Records drawn from a dataset
Start of Block
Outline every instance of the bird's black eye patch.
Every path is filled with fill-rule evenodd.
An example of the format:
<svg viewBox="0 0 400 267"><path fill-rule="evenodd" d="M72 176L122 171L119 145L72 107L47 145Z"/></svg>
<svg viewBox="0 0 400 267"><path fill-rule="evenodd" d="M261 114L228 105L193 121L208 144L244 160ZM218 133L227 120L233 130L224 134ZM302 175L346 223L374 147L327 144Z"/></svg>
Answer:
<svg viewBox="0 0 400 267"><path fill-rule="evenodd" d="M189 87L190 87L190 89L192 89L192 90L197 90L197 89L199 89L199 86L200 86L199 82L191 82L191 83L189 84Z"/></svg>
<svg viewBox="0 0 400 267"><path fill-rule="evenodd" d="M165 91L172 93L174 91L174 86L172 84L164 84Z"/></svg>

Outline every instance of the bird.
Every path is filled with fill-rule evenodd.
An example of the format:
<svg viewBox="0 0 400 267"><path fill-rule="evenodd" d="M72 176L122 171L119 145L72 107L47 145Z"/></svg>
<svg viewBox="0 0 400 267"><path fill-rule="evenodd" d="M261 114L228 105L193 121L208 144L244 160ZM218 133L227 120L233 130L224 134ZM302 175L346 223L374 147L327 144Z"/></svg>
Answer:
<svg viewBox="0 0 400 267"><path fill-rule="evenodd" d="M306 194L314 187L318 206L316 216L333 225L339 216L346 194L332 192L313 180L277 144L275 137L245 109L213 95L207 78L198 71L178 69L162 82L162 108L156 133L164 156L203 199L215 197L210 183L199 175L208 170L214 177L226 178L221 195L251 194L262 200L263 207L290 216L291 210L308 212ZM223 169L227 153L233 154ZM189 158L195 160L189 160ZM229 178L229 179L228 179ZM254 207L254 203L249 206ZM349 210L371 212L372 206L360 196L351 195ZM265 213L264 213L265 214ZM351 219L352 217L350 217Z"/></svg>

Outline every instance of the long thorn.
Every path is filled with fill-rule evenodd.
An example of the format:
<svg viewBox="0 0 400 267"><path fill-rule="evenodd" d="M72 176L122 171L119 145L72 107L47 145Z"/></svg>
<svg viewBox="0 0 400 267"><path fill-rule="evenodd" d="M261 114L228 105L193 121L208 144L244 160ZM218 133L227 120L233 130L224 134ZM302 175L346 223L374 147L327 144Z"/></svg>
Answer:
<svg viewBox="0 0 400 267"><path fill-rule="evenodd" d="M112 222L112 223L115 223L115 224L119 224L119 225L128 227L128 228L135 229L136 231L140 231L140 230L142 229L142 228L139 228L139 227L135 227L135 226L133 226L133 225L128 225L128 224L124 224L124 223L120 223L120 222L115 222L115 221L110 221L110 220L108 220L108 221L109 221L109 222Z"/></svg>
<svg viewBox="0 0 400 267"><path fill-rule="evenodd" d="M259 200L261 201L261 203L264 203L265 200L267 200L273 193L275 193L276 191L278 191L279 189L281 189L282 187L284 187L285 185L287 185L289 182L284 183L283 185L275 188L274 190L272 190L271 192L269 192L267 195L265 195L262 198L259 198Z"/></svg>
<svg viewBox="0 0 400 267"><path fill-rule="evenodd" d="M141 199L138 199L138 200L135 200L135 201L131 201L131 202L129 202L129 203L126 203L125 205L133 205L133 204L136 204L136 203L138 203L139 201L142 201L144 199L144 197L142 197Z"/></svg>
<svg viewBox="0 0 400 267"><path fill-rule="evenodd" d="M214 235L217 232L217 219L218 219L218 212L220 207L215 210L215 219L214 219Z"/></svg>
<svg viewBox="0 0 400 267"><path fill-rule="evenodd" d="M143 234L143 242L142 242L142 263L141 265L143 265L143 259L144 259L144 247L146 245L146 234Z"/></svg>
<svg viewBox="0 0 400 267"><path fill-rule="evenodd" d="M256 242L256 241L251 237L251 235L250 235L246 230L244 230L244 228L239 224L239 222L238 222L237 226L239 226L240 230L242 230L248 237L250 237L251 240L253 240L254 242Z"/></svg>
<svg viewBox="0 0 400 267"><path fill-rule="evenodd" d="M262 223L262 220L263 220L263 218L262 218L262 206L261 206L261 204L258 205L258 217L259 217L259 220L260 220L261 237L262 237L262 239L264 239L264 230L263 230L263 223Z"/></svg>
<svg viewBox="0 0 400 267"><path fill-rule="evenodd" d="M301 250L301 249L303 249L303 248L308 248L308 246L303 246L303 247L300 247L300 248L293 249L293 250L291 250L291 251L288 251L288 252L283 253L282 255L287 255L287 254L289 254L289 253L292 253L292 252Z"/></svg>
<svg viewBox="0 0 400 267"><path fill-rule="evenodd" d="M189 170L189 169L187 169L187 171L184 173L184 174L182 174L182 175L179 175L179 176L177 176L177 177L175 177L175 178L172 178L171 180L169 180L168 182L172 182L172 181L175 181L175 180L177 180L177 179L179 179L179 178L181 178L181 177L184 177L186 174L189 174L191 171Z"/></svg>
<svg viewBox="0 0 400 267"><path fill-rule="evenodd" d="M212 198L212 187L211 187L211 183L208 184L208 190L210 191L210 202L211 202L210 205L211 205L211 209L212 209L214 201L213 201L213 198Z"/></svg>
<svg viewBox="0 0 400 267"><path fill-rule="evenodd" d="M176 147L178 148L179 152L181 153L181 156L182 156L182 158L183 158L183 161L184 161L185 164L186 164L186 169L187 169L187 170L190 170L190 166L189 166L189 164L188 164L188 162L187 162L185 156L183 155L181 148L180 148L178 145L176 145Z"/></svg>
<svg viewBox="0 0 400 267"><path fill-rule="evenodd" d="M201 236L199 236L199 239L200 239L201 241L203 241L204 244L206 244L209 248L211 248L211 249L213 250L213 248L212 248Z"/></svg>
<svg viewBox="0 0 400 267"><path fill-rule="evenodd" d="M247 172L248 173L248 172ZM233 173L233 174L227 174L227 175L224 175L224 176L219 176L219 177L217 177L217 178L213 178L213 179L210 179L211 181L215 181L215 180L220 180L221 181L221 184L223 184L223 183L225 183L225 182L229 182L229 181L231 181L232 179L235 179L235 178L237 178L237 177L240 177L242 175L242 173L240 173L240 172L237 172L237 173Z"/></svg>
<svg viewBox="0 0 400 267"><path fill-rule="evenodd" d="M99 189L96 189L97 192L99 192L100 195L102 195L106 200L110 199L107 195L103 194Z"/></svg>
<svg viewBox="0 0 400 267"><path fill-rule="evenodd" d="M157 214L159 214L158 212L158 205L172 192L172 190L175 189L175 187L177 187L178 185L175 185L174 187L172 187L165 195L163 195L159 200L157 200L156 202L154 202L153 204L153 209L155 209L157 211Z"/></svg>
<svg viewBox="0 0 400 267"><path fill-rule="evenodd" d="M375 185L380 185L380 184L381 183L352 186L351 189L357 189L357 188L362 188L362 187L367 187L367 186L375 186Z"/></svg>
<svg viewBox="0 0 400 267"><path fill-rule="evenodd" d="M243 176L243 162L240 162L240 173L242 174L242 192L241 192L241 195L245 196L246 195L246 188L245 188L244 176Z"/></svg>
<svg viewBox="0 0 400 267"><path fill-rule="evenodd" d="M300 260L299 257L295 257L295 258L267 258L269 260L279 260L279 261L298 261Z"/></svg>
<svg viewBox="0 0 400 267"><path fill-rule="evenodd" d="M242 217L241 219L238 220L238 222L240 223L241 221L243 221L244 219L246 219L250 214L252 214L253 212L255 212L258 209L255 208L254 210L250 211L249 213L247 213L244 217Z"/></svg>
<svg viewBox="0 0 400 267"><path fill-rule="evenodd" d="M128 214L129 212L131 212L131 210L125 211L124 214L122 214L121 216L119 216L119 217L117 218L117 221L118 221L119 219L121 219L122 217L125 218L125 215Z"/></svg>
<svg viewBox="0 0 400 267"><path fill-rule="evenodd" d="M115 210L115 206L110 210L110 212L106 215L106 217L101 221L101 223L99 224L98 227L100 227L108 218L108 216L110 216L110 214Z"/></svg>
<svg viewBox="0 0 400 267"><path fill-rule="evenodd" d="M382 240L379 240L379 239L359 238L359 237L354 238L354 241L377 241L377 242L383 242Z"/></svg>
End of Block
Start of Block
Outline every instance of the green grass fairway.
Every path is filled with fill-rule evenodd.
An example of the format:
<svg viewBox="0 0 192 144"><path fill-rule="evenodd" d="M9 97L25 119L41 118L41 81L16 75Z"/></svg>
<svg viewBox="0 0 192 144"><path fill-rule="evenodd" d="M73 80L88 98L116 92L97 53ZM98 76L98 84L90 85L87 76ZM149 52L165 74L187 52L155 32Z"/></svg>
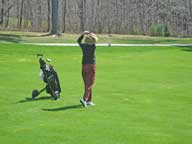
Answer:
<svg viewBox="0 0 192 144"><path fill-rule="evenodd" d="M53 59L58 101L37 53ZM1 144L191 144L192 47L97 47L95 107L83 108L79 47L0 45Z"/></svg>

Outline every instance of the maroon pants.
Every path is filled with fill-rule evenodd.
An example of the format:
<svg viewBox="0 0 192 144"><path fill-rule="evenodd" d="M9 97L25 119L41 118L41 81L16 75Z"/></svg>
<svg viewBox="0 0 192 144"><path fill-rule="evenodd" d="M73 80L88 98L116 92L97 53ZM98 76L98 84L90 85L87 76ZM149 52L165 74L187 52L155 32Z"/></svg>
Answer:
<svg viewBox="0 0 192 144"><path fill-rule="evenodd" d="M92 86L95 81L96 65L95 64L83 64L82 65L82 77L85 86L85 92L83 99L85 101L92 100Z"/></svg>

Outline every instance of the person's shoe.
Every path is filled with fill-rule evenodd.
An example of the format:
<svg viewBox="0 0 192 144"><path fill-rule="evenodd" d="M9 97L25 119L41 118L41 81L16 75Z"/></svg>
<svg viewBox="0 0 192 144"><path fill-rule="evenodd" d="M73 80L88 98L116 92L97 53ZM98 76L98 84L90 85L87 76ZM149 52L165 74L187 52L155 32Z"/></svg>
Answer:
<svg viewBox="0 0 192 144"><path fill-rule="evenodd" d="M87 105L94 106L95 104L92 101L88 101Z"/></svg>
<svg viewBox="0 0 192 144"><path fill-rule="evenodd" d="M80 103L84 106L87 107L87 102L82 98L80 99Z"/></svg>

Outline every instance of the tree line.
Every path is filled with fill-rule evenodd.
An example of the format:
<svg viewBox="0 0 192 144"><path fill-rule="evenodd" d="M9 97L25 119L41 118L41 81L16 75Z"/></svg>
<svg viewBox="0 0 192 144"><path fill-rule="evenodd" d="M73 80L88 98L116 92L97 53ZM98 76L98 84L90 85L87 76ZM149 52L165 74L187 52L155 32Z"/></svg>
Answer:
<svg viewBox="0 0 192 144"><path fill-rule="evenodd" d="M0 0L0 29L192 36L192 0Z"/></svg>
End of Block
WORK TO COMPLETE ▸ Set down, unchanged, only those lines above that fall between the line with "Outline every instance of the bird's" and the line with "Outline every instance of the bird.", the two end lines included.

WRITTEN RESPONSE ▸
Outline every instance of the bird's black eye patch.
Every path is filled with fill-rule evenodd.
An example of the format:
<svg viewBox="0 0 400 267"><path fill-rule="evenodd" d="M72 176L122 171L119 145L72 107L47 145Z"/></svg>
<svg viewBox="0 0 400 267"><path fill-rule="evenodd" d="M261 114L228 105L193 121L208 144L244 160ZM218 133L227 120L233 130L224 134ZM302 175L346 223L374 147L327 144Z"/></svg>
Answer:
<svg viewBox="0 0 400 267"><path fill-rule="evenodd" d="M189 87L190 87L190 89L192 89L192 90L197 90L197 89L199 89L199 86L200 86L199 82L191 82L191 83L189 84Z"/></svg>
<svg viewBox="0 0 400 267"><path fill-rule="evenodd" d="M165 91L172 93L174 91L174 86L172 84L164 84Z"/></svg>

Outline every instance of the bird.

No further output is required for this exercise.